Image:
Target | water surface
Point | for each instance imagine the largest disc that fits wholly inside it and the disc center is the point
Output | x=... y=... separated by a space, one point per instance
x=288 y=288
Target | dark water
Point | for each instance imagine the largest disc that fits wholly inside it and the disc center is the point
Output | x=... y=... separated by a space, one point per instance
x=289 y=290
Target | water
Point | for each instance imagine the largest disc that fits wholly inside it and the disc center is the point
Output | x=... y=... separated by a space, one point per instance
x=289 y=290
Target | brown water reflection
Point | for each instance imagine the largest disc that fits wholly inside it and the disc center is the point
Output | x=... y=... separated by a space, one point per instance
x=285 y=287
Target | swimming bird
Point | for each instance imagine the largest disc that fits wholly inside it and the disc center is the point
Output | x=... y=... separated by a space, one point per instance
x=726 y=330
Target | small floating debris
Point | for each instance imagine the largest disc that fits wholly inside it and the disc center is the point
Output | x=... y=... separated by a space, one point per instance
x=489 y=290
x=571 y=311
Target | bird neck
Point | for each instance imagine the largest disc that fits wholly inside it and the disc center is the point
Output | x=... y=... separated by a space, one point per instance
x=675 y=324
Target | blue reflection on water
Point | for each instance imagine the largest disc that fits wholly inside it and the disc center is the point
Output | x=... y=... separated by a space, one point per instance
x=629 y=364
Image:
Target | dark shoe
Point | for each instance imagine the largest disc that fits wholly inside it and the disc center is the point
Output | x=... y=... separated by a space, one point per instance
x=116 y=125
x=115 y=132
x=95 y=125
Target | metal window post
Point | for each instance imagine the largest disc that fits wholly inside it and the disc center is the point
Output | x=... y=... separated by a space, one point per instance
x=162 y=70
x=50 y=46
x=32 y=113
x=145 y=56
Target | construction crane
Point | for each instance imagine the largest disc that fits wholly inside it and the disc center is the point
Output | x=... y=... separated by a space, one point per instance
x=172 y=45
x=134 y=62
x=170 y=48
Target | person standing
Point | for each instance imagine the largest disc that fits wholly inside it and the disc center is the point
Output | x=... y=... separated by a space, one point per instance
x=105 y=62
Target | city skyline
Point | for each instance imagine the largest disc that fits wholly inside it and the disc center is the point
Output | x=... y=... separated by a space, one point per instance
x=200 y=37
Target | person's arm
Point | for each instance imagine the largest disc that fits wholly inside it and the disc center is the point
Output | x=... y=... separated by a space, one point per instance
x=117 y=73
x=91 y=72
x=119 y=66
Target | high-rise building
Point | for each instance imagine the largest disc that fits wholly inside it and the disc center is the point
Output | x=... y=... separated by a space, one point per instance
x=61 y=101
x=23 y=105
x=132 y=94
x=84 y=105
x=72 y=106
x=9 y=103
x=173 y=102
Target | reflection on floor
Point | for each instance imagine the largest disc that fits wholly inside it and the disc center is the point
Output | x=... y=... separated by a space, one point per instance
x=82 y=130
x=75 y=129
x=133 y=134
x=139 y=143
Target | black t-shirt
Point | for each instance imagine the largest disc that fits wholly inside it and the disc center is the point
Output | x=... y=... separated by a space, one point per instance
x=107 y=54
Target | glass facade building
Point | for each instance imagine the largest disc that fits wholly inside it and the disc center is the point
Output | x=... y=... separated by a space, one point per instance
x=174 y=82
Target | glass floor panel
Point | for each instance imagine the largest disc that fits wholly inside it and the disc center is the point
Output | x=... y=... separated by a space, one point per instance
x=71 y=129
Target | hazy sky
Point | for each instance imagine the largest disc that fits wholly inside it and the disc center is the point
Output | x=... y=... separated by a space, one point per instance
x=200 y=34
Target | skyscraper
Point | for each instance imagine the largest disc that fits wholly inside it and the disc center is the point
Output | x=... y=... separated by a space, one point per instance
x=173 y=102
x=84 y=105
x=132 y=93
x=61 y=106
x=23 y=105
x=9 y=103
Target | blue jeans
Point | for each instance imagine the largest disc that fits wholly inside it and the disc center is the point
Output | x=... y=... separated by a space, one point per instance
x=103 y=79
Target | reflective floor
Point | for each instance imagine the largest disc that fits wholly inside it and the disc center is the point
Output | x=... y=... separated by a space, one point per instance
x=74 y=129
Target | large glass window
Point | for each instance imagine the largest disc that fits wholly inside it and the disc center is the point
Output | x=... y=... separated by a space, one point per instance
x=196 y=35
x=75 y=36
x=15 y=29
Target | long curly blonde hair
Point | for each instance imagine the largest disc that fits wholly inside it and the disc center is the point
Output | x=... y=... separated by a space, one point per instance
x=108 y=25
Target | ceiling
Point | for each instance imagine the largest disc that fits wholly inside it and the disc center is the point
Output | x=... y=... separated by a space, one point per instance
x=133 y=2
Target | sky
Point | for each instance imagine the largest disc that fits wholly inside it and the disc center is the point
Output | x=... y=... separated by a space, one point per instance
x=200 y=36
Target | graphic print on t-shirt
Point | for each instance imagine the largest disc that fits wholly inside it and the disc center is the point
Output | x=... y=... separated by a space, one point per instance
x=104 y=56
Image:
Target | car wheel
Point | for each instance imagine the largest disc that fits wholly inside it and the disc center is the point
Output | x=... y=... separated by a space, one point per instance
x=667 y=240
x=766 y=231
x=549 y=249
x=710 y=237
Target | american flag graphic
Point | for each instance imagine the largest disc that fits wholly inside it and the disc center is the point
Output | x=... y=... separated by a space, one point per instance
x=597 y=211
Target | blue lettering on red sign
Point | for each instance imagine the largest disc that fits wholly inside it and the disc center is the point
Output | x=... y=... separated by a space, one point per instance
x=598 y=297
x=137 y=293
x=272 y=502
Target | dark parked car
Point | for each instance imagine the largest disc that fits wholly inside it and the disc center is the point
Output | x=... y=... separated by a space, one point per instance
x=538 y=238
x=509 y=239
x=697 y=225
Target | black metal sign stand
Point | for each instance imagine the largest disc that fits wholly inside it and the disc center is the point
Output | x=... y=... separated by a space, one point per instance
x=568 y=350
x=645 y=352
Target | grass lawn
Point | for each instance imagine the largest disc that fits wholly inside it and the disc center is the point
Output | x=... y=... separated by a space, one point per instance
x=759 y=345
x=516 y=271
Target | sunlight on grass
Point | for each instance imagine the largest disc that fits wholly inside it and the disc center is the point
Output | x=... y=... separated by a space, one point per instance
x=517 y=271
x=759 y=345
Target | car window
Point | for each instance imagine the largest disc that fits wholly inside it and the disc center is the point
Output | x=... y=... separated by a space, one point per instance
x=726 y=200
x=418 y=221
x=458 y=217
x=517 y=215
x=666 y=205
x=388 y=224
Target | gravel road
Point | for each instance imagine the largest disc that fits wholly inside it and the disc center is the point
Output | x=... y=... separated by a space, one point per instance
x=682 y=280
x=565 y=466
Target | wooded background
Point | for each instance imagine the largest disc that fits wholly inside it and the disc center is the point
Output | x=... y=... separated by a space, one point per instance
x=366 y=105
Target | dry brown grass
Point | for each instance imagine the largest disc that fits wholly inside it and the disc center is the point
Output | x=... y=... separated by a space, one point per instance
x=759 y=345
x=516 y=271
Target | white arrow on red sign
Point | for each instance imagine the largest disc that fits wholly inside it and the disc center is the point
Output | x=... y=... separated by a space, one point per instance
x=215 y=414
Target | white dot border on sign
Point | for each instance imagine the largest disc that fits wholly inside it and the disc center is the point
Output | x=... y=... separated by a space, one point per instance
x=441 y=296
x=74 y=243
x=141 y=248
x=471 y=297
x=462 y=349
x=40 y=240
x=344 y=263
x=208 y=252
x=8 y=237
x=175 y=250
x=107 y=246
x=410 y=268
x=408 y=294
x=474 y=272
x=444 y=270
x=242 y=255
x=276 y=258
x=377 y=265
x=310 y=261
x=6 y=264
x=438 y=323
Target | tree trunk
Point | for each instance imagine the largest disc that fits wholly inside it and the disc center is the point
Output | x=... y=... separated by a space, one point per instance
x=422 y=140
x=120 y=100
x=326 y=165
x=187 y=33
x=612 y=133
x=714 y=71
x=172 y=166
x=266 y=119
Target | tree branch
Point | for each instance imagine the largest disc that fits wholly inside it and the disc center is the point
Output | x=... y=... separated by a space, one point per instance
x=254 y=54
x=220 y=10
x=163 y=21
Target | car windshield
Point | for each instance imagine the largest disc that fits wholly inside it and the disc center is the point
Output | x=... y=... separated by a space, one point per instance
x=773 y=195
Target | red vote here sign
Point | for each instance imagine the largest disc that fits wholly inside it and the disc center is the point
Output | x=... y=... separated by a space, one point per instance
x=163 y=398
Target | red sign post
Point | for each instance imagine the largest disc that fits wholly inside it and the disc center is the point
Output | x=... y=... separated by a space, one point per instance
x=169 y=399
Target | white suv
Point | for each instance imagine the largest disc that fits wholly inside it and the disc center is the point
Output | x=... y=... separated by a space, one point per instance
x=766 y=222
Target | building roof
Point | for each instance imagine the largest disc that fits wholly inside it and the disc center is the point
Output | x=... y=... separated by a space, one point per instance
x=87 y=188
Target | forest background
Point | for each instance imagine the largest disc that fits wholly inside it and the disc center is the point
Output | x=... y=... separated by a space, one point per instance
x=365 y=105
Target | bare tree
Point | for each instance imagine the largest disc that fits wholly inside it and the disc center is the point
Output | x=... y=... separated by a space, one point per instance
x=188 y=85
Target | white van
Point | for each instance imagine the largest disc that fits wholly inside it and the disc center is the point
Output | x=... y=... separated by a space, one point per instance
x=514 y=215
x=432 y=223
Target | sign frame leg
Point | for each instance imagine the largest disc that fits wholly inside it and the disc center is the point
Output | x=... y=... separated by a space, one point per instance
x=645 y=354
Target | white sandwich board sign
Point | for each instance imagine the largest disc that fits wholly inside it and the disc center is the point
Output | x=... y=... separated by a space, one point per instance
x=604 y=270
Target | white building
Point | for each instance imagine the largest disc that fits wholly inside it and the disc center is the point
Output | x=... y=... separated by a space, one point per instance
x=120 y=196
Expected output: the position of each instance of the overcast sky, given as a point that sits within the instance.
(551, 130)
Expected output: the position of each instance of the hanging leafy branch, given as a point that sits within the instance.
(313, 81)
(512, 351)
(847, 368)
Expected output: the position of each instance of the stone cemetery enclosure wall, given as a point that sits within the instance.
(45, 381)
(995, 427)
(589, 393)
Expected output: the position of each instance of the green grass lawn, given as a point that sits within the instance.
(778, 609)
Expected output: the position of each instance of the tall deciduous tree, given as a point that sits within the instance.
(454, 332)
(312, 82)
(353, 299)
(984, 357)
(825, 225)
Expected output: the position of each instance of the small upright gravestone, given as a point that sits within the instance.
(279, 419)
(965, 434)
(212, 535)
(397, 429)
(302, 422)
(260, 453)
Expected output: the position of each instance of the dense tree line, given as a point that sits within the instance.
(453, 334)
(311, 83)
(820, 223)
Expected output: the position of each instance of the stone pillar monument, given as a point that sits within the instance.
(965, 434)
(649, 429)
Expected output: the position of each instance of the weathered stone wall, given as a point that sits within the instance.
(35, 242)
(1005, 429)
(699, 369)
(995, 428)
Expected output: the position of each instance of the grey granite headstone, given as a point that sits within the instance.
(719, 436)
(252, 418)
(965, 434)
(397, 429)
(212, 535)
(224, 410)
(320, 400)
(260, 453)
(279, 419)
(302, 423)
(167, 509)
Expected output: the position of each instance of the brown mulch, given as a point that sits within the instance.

-------------------------

## Directions:
Rewrite the data from its beginning through the line containing "x=675 y=324", putting "waterbird" wherever "swimming bird" occurs and leaving everything else as it is.

## Reply:
Image:
Target | water surface
Point | for each instance imagine the largest disc that fits wholly inside it and the disc center is the point
Output | x=... y=... separated by a space, one point per instance
x=288 y=288
Target | dark water
Point | for each instance imagine the largest disc that fits wholly inside it and the disc center is the point
Output | x=... y=... separated by a space, one point per instance
x=289 y=290
Target | water
Point | for each instance imagine the largest disc that fits wholly inside it and the disc center is the point
Output | x=... y=... separated by a space, one point per instance
x=289 y=290
Target | brown water reflection
Point | for each instance imagine the largest disc that fits wholly inside it and the disc center is the point
Output | x=... y=... separated by a space, one point per instance
x=285 y=287
Target | waterbird
Point | for each instance imagine the largest disc that fits wholly inside it and the disc center is the point
Output | x=... y=... separated by a space, one point per instance
x=726 y=330
Target | small floating debris
Point | for each instance imagine the largest disc that fits wholly inside it and the disc center is the point
Output | x=... y=... separated by a space, one point per instance
x=489 y=290
x=571 y=311
Target | bird neck
Point | for each instance imagine the largest disc that fits wholly inside it and the disc center is the point
Output | x=... y=... separated by a space, one point per instance
x=675 y=324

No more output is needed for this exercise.